Information shown>
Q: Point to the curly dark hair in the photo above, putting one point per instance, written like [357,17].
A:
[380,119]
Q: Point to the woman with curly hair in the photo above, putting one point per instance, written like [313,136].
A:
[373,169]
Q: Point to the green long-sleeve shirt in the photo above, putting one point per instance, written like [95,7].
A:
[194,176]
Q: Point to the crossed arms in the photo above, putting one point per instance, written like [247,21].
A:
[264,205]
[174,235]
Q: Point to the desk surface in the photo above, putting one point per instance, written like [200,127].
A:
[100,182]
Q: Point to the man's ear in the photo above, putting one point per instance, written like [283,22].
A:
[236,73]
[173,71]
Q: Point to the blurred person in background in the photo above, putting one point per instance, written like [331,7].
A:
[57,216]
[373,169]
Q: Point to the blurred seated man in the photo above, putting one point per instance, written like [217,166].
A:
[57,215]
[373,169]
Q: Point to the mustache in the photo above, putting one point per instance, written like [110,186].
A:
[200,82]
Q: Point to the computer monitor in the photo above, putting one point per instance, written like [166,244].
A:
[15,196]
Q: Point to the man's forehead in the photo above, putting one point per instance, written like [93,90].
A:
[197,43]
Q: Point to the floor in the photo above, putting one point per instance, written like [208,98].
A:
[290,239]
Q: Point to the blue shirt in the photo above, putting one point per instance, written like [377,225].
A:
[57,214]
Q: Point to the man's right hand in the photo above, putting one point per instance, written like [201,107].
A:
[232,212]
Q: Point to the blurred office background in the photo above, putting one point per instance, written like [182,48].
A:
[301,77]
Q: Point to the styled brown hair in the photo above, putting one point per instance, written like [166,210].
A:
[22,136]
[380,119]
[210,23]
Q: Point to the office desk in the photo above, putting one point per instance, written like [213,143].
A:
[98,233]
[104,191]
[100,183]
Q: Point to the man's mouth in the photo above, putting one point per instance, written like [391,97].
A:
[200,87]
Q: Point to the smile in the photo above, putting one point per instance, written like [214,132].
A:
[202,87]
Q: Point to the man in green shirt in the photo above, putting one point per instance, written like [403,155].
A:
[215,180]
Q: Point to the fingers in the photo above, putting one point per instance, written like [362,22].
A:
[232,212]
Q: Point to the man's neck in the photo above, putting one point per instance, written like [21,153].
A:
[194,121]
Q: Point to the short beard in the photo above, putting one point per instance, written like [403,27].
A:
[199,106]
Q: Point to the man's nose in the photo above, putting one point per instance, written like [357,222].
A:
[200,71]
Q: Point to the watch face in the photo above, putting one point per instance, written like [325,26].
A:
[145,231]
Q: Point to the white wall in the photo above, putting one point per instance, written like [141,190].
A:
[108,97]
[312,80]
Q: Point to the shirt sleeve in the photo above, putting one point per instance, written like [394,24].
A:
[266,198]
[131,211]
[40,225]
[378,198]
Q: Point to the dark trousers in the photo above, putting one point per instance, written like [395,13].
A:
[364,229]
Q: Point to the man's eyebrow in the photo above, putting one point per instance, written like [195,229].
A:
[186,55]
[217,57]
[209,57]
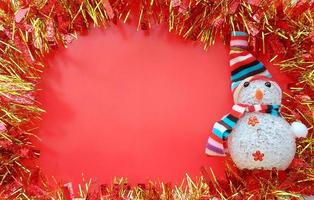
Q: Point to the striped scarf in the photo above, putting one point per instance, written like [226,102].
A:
[223,128]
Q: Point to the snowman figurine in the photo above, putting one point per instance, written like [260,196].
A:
[257,136]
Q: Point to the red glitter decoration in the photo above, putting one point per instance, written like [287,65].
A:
[258,156]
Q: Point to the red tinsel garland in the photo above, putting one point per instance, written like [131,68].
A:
[29,29]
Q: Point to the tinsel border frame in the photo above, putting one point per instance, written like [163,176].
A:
[30,29]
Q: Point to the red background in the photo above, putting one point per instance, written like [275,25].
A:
[132,104]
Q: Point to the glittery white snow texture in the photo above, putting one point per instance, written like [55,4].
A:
[261,140]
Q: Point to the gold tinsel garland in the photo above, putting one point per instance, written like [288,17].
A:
[281,31]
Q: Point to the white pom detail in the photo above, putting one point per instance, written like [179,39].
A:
[299,129]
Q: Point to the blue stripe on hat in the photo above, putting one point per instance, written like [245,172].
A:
[238,33]
[218,133]
[247,70]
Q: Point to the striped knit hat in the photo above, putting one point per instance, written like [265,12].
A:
[244,66]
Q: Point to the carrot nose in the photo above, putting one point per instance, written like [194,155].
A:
[259,94]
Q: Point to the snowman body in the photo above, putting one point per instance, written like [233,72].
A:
[262,141]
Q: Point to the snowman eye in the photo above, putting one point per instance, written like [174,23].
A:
[268,84]
[246,84]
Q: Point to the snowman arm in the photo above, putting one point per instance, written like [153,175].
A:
[299,129]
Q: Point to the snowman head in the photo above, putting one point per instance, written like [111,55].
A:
[258,90]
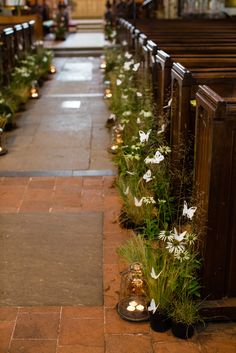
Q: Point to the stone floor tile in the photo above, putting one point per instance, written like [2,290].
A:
[8,313]
[40,309]
[63,198]
[115,325]
[177,347]
[6,329]
[93,183]
[37,326]
[79,349]
[42,183]
[88,332]
[35,206]
[128,344]
[38,194]
[83,312]
[68,183]
[33,346]
[110,255]
[19,181]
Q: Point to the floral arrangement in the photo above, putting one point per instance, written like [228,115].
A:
[166,244]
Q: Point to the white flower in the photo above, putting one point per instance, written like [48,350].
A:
[128,64]
[138,203]
[148,199]
[154,275]
[128,55]
[153,307]
[179,237]
[189,212]
[190,238]
[156,159]
[182,256]
[127,113]
[161,130]
[148,176]
[144,137]
[166,235]
[175,248]
[126,191]
[145,114]
[136,67]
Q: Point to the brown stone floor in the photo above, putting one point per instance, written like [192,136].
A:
[87,329]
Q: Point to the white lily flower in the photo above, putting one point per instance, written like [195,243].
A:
[153,307]
[179,237]
[144,137]
[154,275]
[136,67]
[148,176]
[189,212]
[138,203]
[126,192]
[128,55]
[156,159]
[161,130]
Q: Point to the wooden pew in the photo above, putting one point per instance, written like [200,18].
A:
[215,186]
[8,53]
[185,82]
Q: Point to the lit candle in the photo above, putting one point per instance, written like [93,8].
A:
[133,303]
[140,307]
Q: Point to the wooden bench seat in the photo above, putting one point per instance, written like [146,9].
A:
[215,186]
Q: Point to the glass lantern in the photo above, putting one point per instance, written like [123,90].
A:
[132,305]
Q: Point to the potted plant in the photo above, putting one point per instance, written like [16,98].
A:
[185,315]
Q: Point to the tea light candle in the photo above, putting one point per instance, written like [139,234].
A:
[140,307]
[133,303]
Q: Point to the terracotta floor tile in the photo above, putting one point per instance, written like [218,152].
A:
[4,209]
[33,346]
[8,313]
[37,326]
[110,255]
[115,325]
[69,183]
[218,343]
[40,309]
[19,181]
[37,194]
[80,349]
[6,329]
[42,183]
[95,183]
[35,206]
[88,332]
[177,347]
[128,344]
[83,312]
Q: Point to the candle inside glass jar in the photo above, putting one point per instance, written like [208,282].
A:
[140,307]
[133,303]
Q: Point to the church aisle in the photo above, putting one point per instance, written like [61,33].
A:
[67,175]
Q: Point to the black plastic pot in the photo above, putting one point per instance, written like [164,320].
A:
[159,321]
[182,330]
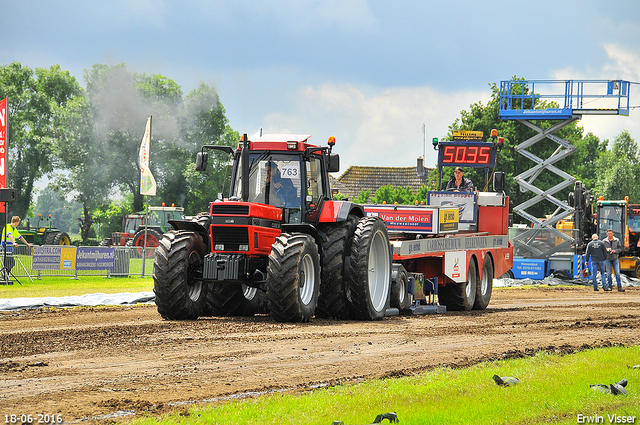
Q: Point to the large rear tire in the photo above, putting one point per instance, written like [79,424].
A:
[485,285]
[333,300]
[177,276]
[370,269]
[293,278]
[461,296]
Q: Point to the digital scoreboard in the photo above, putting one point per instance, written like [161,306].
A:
[466,154]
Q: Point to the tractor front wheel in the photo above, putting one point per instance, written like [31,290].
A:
[177,276]
[153,239]
[58,238]
[293,278]
[333,300]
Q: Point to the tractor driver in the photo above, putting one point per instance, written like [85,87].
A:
[459,183]
[283,189]
[11,234]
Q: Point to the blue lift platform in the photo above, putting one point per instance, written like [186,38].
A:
[564,101]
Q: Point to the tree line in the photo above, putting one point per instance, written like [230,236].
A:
[86,140]
[611,171]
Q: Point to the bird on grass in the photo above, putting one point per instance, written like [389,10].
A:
[506,381]
[616,389]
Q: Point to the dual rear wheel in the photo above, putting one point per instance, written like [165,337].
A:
[473,294]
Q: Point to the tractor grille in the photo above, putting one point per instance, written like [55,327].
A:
[230,209]
[230,237]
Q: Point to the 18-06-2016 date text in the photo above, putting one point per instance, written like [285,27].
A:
[39,418]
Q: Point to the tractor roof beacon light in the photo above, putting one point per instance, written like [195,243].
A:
[331,142]
[244,164]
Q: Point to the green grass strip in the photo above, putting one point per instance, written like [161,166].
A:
[553,389]
[67,286]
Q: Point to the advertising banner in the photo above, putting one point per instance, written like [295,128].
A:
[464,201]
[95,258]
[3,147]
[147,182]
[46,257]
[405,220]
[72,258]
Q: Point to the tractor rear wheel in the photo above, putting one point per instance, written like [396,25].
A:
[153,239]
[333,300]
[460,296]
[293,278]
[370,269]
[177,276]
[485,286]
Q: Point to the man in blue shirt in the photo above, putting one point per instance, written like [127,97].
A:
[613,247]
[597,253]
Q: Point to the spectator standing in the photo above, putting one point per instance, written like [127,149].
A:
[597,252]
[613,247]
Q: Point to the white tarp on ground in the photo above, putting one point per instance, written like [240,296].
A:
[86,300]
[127,298]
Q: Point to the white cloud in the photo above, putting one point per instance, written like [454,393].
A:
[380,129]
[299,16]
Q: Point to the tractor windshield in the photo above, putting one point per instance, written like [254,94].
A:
[274,179]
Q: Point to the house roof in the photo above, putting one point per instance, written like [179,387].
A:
[359,178]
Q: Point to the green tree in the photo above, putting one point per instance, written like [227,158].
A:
[618,170]
[87,177]
[36,99]
[64,213]
[121,101]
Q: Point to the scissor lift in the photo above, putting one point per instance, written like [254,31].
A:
[566,101]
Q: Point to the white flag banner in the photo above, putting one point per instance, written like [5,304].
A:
[147,182]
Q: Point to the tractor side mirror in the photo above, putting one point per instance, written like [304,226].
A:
[202,158]
[334,163]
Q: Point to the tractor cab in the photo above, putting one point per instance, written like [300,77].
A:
[291,181]
[282,171]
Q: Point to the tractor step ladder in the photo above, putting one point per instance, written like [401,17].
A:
[519,101]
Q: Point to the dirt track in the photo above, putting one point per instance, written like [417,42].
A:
[90,362]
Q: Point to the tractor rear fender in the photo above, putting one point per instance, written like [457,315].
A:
[335,211]
[192,226]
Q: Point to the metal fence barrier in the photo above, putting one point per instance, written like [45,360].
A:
[128,262]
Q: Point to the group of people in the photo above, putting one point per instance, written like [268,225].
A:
[604,258]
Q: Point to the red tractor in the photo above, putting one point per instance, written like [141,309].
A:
[133,228]
[279,237]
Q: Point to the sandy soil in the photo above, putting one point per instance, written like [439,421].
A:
[86,364]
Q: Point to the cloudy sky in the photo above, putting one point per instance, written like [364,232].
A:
[369,72]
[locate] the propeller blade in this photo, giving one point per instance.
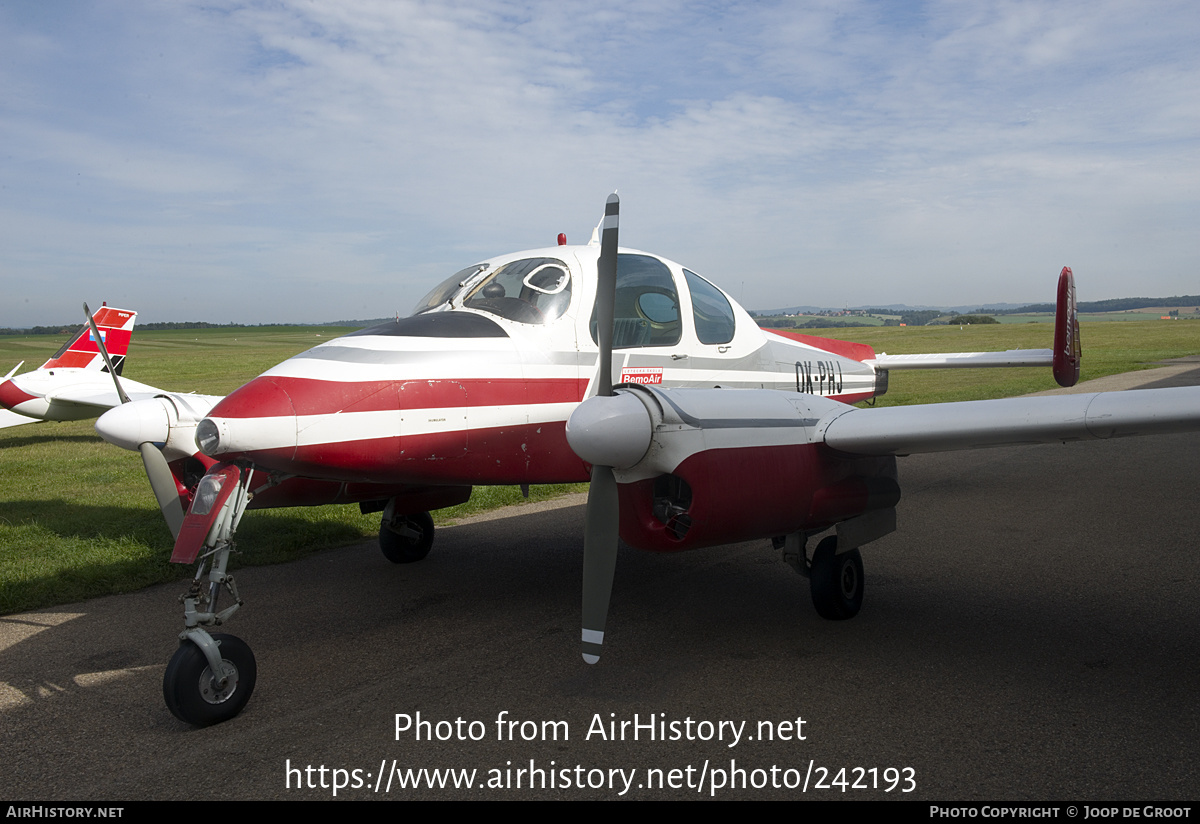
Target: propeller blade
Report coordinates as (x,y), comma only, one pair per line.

Work request> Wherever the word "brown" appears in the data, return the whole line.

Response box>
Q: Point to the styled brown hair in the photo above, putting one point per instance, written like [166,210].
Q: Point to the brown stone floor in the photo above, putting one point per instance, written like [192,136].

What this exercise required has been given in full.